Provided data

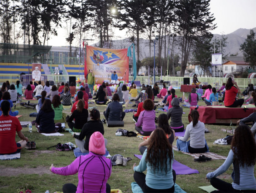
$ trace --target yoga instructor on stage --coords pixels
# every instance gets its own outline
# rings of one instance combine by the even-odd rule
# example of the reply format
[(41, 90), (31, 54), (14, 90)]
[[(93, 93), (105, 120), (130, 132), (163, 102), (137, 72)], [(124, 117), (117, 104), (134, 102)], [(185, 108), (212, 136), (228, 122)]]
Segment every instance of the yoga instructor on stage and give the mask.
[(114, 71), (114, 73), (111, 75), (111, 80), (112, 80), (112, 82), (113, 82), (113, 81), (114, 81), (115, 83), (116, 82), (116, 81), (117, 80), (118, 78), (118, 77), (116, 74), (116, 73), (115, 71)]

Challenge
Reproduce the data above with "outline" replaced by "contour" and everything else unchanged. Omit the pictures from your answer.

Task result
$ trace --target yoga instructor on stage --coords pixels
# every instance gets its own contour
# rings of one instance combine by the even-odd rule
# example of the reply format
[(41, 90), (31, 54), (14, 90)]
[[(93, 93), (105, 120), (130, 132), (163, 102), (137, 72)], [(124, 117), (117, 104), (134, 102)], [(185, 108), (212, 136), (228, 122)]]
Segment every instance of the yoga instructor on stage and give the mask.
[(114, 71), (114, 73), (111, 75), (111, 80), (112, 80), (112, 82), (113, 82), (113, 81), (114, 81), (115, 83), (116, 82), (116, 81), (117, 80), (118, 78), (118, 77), (116, 74), (116, 73), (115, 71)]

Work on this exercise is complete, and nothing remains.